- **SET OF TASKS**:
(1) Return the portion of the election comment thread starting at "AnnieGetYourFun: If it’s" and ending at "hopey of me?".
(2) In the election comment thread, list every distinct username that opens a line and is followed by a colon.
(3) Write what comes next in the election comment thread, continuing after its final line.

- **PAGE TEXT**:
I know I’m not his target audience here, but is this really the best he can come up with?
>>What has this man ever actually accomplished in government?
True. Unlike you, he has not had a hand in devastating the economy — TWICE, or crashed five planes. He also doesn’t have your experience in winning wars either.
Truculent: Unfortunately, at least 45% of America DOES care about that. That’s why the Republicans have been running the same “beat the angry left” campaign since Nixon’s first run.
It’s gotta be the nastiest part of the race yet. Just look at how huge that fucking siren is! I mean the only way pundits could express this race getting nastier is if they had some earth sized siren to put at the top of a page.
http://thesebastards.blogspot.com/
I swear, if the loudmouthed R that I work with brings up the Ayers thing, I’m going to have to tell him that I can’t talk to him anymore. After all, I might run for President someday, and I wouldn’t want it known that I associated with someone who unapologetically proclaimed that Obama was “nothing more than an uppity n****r.”
AnnieGetYourFun: If it’s any consolation, McCain’s decision to “turn the page” will be long be remembered as the day he threw the election away. He might have hung on had he stayed with issues from at least this century. But today he begins the senile old man shuffle to the day room of the rest home where he can contemplate his strategies over a cup of Jello puddinig.
sanantonerose: I don’t want a woman who is incapable of distinguishing the difference between an alien with super powers and the guy she works with everyday to be only a heartbeat away from the presidency.
Wayne/Grayson 08
“Who is the real Senator Obama?” Well, Senator McCain, he’s the tall elitest dude over there who is kicking your ass in this election.
AnnieGetYourFun: Maybe when Barack wins they’ll all heave in a last breath and die off.
Too hopey of me?

- **INFORMATION GIVEN**:

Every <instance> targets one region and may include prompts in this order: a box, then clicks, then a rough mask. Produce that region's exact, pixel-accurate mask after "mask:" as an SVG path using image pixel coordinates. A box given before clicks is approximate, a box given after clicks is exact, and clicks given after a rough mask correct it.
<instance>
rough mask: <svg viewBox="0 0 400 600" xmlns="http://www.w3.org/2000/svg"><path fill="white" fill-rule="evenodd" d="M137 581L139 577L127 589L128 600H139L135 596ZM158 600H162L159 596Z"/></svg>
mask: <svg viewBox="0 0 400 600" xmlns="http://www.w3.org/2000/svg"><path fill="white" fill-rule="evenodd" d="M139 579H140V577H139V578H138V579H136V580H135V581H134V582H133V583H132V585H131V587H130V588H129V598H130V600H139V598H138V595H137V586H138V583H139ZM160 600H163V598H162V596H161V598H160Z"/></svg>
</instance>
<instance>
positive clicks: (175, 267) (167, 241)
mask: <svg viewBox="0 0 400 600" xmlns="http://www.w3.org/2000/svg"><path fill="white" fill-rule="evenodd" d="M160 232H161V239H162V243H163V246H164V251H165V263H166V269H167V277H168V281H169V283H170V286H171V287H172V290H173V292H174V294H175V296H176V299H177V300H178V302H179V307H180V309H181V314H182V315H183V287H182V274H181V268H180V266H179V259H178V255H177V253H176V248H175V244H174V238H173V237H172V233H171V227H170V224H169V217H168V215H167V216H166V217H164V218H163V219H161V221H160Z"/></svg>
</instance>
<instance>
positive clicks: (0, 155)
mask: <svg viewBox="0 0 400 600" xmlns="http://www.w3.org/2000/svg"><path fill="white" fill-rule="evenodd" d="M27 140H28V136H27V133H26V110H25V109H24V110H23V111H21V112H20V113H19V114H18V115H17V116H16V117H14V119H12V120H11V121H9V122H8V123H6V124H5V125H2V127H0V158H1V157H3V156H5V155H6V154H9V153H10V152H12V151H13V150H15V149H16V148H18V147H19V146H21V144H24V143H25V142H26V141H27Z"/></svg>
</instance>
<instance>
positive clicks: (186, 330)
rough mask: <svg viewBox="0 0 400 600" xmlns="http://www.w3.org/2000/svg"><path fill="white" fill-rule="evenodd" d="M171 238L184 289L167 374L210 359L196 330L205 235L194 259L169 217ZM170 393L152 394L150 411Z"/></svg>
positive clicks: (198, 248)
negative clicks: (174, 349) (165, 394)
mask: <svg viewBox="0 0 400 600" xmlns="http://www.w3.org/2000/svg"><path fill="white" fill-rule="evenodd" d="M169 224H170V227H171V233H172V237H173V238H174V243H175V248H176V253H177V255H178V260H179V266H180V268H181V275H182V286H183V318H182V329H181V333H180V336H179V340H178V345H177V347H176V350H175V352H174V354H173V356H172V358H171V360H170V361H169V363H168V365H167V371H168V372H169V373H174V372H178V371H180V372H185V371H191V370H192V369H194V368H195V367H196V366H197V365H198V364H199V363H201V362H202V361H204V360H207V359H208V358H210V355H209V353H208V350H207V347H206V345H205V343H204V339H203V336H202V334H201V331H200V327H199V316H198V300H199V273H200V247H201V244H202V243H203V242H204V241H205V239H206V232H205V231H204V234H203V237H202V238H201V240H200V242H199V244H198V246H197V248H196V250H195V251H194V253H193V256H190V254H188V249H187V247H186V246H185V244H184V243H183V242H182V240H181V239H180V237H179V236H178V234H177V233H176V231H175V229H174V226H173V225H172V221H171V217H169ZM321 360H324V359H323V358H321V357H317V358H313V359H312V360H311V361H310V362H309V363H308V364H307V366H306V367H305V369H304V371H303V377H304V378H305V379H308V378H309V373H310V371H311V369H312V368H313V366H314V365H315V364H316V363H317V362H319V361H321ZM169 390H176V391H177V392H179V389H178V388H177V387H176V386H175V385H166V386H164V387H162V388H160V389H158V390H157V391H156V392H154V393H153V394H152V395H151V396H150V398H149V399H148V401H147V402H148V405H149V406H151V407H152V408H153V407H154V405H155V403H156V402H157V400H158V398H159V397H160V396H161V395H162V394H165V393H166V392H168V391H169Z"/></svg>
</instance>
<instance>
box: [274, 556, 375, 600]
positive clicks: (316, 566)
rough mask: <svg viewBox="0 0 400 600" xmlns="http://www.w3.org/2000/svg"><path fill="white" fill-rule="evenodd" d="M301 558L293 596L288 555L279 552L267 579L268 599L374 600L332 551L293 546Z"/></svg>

- **ANSWERS PER TASK**:
(1)
AnnieGetYourFun: If it’s any consolation, McCain’s decision to “turn the page” will be long be remembered as the day he threw the election away. He might have hung on had he stayed with issues from at least this century. But today he begins the senile old man shuffle to the day room of the rest home where he can contemplate his strategies over a cup of Jello puddinig.
sanantonerose: I don’t want a woman who is incapable of distinguishing the difference between an alien with super powers and the guy she works with everyday to be only a heartbeat away from the presidency.
Wayne/Grayson 08
“Who is the real Senator Obama?” Well, Senator McCain, he’s the tall elitest dude over there who is kicking your ass in this election.
AnnieGetYourFun: Maybe when Barack wins they’ll all heave in a last breath and die off.
Too hopey of me?

(2) Truculent, AnnieGetYourFun, sanantonerose

(3)
Carrie_Okie: AUGH my brain ow ow my brain BARTENDER 1 BLEACH MARTINI PLZ
“Who is the real Senator Obama?”
My money is on Kodos.
magic titty:
Like the Borg.
Let’s pray that McCranky and Caribou Sadie don’t use the “negro” word, then Joe Biden will be forced to play the Bitters and Nutz cards.
http://www.capitolhillblue.com/cont/node/10086
Full text of my email to Halperin:
So…
The entire world economy is melting the F*&@ down, and you lead with
your usual Suzie Gossip Girl bullshit?
Die. Right now.
Drop him a line yerself: mark_halperin@timemagazine.com
The majority of people stopped really listening to McCain about two weeks ago and with the election this close they’re not about to start. Look, McCain blew it by selecting Snowbilly to be his running mate. The ineffectiveness of the Wright/Ayers/Rezko line of attack is the result of the fact that it has already been done before and did not work. But Sarah Palin has never been through that kind of exposure which is why you pick a running mate with something of a track record in the MSM. Sarah Palin might (just might) have been a more viable candidate if her dirty laundry had already been aired in the public arena BEFORE she was plucked from the tundra to serve as McCain’s deus-ex-machina.
Furthermore, no one gives a crap about what some old fart with a penchant for the melodramatic says about anything. His economy strong/economy weak, I’m out of the debate/I’m back in again, I’m suspending my campaign (but not really) schtick hardly makes him credible. People are fascinated by a train wreck if it’s Britney Spears, but with the economy already a train-wreck it’s the last thing they want to see in a president.
Police Squad! In Color!
The old bastard just got into town and is, of course, fucking up traffic. Good thing I am already home.
Oh, and it hasn’t rained here in about 8 years, but tomorrow’s forecast: rain.
WALNUTS! ruins everything his essence comes in contact with.
(PS: It smells like old man (i.e. mothballs, urine, and coffee-with-McDonald’s hamburger breath) now, too.)
So where is the legendary Famous Person? (but we don’t likem famous person because they are bad elitists like Britney Spears. Frekin snob)
Fivetree: i just had a vision of mccain dressed in a spangly bra and shorts, wanly gyrating on stage.
Borat: Interestingly, the local “news” has not been following Hopey Famous Person’s travel plans, so he’ll probably sneak into town under darkness of night. Elitistly.